### WHAT TO DO
Where the records below have a line with "flower", that line is to be copied.

### PROVIDED ENTRIES

------------------------------------------------------------

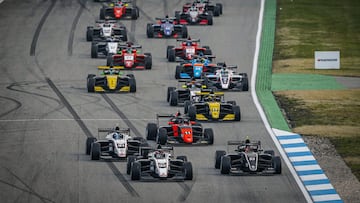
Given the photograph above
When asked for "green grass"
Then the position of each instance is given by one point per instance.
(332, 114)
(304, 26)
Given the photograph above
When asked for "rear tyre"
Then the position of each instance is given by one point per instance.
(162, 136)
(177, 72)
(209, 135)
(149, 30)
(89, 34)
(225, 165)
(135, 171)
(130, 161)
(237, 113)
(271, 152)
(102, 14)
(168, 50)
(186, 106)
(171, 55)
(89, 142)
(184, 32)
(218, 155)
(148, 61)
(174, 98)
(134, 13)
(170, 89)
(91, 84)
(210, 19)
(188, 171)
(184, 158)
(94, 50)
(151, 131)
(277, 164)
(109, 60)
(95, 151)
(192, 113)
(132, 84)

------------------------------------------------------------

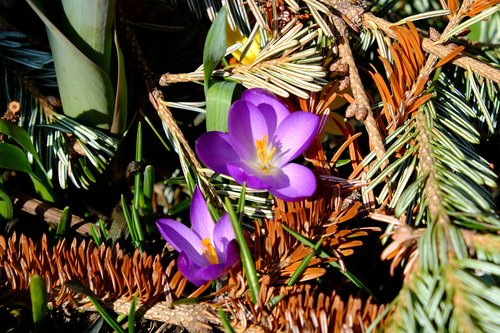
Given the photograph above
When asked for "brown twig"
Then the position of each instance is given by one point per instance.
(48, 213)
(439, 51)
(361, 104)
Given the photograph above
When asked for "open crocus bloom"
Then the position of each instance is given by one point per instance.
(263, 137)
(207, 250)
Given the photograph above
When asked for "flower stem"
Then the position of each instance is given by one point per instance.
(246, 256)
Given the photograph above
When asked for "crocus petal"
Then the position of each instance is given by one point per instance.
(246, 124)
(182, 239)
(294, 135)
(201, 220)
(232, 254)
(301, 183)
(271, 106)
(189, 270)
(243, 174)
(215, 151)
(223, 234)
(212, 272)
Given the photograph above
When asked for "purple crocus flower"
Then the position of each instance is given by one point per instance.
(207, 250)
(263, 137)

------------------------------------------------------------

### RESULT OF THE TASK
When asked for "flower stem"
When asked for "purple crocus flower"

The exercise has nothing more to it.